>>>>>

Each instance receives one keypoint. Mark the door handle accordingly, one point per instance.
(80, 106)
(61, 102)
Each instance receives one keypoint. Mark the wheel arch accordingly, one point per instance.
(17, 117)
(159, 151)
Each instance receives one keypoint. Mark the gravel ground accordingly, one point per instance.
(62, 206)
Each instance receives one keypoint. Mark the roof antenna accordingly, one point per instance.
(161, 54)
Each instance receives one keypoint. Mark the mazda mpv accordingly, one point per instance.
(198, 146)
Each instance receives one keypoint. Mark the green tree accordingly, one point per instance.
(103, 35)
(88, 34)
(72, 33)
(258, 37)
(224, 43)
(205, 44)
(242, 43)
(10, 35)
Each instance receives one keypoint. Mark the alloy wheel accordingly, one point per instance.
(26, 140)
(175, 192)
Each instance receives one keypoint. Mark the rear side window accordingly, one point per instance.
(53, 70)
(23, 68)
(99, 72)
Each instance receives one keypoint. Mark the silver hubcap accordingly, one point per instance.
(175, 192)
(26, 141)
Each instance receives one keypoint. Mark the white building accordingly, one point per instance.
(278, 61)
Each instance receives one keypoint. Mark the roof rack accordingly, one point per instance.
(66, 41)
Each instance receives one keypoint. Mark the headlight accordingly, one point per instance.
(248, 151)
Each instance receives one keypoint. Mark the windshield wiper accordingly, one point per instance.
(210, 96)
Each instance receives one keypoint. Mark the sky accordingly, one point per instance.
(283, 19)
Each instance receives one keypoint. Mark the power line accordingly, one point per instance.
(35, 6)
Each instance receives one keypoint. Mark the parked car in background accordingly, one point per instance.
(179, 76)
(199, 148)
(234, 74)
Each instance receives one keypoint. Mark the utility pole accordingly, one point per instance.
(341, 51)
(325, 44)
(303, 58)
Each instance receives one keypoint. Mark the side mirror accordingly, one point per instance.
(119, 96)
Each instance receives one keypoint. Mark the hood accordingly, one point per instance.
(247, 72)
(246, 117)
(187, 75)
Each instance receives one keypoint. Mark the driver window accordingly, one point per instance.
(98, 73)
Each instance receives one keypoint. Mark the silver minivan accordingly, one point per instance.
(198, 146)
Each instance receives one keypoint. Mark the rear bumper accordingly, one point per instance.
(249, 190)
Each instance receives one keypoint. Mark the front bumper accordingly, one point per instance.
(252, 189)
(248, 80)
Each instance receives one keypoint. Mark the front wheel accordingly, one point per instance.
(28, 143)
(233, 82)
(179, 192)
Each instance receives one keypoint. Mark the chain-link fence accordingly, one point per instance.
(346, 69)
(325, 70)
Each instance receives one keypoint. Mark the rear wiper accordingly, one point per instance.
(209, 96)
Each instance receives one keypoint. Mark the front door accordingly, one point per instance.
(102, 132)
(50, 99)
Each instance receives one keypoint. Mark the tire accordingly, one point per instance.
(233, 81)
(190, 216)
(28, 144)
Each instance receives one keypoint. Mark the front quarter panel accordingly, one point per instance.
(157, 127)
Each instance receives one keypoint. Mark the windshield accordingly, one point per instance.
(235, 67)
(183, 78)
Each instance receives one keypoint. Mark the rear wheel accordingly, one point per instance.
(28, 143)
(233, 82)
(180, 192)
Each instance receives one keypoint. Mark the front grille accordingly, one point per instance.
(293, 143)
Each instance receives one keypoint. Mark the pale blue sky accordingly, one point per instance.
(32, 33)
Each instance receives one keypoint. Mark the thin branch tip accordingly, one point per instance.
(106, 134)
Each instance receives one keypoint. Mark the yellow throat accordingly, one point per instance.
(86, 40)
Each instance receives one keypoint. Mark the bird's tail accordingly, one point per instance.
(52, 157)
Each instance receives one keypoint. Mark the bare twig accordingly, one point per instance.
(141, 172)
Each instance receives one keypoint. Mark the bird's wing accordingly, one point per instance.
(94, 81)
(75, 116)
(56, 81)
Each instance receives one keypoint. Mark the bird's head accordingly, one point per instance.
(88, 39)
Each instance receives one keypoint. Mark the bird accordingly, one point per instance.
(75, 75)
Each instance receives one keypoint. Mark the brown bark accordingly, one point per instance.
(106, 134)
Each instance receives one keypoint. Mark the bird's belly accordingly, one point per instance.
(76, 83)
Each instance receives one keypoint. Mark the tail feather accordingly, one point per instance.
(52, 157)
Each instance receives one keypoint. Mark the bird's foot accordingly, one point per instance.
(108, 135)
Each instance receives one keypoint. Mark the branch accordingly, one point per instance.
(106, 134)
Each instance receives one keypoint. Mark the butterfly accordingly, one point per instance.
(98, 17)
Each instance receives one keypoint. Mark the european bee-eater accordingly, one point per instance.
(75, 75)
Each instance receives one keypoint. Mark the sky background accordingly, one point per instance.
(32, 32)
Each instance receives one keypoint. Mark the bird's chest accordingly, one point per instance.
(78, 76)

<<<<<
>>>>>

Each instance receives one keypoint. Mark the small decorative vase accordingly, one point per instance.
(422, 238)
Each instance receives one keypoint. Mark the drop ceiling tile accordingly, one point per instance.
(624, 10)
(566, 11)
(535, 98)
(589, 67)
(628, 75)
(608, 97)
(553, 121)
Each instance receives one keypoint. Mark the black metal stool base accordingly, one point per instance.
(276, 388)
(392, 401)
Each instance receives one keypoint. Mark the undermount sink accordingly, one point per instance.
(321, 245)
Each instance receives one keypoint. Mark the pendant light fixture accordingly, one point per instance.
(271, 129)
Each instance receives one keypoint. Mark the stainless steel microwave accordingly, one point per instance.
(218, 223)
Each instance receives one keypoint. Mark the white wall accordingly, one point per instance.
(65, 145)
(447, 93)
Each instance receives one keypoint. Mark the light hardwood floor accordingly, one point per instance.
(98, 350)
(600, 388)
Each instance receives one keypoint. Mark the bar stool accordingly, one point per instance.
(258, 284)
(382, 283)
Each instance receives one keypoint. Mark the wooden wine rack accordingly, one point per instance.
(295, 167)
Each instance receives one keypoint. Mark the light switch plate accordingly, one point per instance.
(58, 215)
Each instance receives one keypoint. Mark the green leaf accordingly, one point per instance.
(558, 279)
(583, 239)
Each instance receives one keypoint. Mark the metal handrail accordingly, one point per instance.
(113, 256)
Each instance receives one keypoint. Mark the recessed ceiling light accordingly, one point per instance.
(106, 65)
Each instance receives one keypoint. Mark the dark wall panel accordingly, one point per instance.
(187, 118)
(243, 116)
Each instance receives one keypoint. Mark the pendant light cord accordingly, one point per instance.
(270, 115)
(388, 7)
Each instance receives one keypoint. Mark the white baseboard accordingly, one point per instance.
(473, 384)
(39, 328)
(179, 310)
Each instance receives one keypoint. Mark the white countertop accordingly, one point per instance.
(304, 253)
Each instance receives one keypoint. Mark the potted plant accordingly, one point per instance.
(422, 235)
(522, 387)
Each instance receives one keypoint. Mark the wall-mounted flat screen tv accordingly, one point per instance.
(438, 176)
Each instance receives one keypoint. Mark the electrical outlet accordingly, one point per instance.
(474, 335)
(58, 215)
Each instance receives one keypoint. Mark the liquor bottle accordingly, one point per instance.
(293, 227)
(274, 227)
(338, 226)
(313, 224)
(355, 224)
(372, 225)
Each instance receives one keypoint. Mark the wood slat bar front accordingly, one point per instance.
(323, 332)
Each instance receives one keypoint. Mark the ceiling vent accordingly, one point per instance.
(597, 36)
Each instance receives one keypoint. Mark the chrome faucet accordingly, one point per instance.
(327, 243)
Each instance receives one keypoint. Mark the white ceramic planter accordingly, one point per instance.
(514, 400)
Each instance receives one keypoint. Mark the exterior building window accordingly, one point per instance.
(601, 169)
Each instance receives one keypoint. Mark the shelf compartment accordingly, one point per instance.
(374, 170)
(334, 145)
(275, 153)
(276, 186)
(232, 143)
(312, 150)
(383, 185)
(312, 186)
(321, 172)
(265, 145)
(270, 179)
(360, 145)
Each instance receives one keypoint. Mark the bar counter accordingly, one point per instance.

<<<<<
>>>>>

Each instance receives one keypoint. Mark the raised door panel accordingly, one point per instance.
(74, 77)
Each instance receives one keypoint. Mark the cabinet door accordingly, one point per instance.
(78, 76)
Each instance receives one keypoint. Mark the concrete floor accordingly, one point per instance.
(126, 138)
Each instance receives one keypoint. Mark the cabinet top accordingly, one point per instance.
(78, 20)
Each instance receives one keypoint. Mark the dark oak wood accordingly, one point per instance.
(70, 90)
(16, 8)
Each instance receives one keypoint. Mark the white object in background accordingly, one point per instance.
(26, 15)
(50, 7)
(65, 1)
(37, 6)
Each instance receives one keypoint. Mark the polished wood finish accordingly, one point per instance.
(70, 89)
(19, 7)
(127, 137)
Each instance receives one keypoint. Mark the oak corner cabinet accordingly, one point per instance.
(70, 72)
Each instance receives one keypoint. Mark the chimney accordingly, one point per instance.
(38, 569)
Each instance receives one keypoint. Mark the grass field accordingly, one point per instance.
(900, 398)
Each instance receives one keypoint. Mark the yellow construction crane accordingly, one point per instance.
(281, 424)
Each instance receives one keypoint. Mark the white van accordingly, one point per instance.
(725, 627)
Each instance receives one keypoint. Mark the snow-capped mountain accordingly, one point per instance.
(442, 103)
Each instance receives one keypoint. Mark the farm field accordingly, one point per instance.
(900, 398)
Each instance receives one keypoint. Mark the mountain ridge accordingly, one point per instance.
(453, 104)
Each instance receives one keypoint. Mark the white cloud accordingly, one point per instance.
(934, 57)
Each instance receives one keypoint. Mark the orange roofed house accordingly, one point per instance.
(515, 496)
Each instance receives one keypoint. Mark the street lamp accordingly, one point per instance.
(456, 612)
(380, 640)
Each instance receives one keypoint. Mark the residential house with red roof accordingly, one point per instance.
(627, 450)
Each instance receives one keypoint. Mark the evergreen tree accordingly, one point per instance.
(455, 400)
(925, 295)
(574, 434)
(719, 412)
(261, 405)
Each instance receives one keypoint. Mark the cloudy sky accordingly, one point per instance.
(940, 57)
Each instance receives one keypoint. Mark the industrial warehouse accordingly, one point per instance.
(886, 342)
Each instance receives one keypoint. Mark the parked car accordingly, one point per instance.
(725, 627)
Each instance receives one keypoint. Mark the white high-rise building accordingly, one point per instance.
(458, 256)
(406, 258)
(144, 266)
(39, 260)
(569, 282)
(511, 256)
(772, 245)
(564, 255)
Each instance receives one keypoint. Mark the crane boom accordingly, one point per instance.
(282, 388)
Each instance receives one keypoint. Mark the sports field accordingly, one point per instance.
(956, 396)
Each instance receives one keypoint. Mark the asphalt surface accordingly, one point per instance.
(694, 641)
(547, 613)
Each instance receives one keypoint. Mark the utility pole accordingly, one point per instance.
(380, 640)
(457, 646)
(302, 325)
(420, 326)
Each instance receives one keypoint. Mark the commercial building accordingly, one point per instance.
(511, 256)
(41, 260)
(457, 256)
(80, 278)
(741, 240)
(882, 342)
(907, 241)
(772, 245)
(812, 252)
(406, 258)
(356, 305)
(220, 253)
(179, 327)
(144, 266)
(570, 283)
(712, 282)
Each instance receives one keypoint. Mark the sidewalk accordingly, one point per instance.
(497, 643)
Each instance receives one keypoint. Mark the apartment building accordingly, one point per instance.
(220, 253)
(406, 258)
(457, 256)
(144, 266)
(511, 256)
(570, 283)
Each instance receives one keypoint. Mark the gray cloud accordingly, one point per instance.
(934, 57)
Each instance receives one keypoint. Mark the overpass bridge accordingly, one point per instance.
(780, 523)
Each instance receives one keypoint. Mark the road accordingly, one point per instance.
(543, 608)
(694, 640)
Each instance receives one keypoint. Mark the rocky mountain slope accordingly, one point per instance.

<<<<<

TASK BRIEF: Taking the lines above, repeat exactly those from the line that contains "Each instance receives one keypoint. Mark the white high-rise" through the line that contains "Each instance receives one keypoint. Mark the rocky", and both of those lines as well. Include nothing else.

ANSWER SECTION:
Each instance receives one keypoint. Mark the white high-rise building accordingly, one point per instance.
(458, 256)
(406, 258)
(144, 266)
(39, 260)
(569, 282)
(511, 256)
(772, 245)
(564, 255)
Each instance receives one keypoint. Mark the crane boom accordingly, one point per instance.
(282, 388)
Each instance receives one keypoint. Mark the sports field accordingly, one point per instance.
(956, 396)
Each instance receives one keypoint. Mark the asphalt surface accordingly, one point per instance.
(694, 641)
(547, 613)
Each instance receives one keypoint. Mark the utility pole accordingly, one point per instance.
(380, 640)
(457, 646)
(302, 325)
(420, 326)
Each instance receives one keypoint. Mark the commercial building accordingly, one point per instance.
(511, 256)
(41, 260)
(457, 256)
(80, 278)
(741, 240)
(882, 342)
(907, 241)
(772, 245)
(812, 252)
(406, 258)
(356, 305)
(220, 253)
(179, 327)
(144, 266)
(570, 283)
(712, 282)
Each instance receives one keypoint. Mark the sidewalk accordingly, one point per instance.
(497, 643)
Each instance receives one keypoint. Mark the apartment building accordingly, one point per instance.
(220, 253)
(406, 258)
(457, 256)
(144, 266)
(511, 256)
(570, 283)
Each instance receives one keypoint. Mark the gray cloud accordingly, one point per instance.
(934, 57)
Each instance receives one keypoint. Mark the overpass bridge accordingly, one point per instance.
(780, 523)
Each instance receives one keypoint. Mark the road accordingly, one point per instance.
(543, 608)
(694, 640)
Each instance receives one keypoint. Mark the rocky mountain slope accordingly, one point per instance.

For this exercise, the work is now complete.